■ Task goal ■
Rewrite the material from its first line through the line containing "task: segment each", replacing "green flower stem" with "green plant stem" and leaving everything else unchanged. Give only those lines.

■ Materials provided ■

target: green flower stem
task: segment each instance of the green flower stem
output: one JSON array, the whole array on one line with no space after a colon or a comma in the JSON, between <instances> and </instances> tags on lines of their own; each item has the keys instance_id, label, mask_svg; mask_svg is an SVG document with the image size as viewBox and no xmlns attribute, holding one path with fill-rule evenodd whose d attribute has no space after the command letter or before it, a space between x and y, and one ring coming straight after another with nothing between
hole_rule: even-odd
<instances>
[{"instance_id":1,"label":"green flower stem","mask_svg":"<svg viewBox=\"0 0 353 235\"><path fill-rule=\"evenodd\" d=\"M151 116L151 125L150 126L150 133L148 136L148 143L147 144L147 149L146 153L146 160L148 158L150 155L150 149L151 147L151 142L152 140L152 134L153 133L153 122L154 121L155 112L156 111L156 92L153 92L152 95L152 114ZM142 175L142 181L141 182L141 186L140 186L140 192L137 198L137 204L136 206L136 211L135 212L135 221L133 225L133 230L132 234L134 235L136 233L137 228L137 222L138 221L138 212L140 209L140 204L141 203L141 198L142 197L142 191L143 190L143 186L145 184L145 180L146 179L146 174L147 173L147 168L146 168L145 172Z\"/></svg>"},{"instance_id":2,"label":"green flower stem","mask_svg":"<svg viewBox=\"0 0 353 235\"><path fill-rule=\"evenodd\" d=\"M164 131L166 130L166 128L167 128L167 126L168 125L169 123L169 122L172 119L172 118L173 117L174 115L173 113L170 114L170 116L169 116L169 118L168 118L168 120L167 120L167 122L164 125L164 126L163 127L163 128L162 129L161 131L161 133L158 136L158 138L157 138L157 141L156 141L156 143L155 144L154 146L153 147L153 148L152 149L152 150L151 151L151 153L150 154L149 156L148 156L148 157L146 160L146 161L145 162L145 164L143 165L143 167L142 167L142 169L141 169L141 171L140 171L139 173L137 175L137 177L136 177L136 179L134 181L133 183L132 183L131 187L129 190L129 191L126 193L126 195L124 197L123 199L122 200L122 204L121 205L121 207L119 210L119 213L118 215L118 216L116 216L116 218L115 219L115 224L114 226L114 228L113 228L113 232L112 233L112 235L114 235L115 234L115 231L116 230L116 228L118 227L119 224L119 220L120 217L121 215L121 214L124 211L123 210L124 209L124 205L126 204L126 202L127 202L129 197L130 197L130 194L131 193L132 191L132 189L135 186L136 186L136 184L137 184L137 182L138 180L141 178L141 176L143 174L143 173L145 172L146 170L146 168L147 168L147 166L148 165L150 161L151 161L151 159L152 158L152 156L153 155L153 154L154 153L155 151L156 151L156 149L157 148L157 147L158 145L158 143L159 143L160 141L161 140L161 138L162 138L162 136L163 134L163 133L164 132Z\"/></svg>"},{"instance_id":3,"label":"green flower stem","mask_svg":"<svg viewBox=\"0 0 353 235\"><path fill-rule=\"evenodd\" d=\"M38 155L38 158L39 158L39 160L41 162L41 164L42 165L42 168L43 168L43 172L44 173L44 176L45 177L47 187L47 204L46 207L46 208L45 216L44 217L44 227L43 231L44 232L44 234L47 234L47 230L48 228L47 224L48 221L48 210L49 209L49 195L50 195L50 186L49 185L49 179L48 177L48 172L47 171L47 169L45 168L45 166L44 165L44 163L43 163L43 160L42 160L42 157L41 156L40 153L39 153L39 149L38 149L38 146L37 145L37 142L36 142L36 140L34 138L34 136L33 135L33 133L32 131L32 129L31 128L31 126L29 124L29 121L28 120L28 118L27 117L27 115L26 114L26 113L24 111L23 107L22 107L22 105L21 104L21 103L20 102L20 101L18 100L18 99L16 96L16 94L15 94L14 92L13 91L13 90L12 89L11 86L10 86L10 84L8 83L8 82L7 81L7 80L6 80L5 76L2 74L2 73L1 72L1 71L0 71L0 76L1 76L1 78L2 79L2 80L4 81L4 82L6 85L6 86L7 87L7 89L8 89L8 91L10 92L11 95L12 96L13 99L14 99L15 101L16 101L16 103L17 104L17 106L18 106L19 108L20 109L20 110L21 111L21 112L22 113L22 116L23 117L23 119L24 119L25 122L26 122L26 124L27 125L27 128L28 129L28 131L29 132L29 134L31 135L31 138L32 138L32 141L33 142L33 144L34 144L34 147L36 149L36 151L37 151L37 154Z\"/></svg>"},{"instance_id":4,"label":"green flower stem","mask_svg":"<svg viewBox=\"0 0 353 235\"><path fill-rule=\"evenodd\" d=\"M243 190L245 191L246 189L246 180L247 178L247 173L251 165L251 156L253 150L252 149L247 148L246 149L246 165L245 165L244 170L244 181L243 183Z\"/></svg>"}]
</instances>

■ Answer to the task ■
target: green plant stem
task: segment each instance of the green plant stem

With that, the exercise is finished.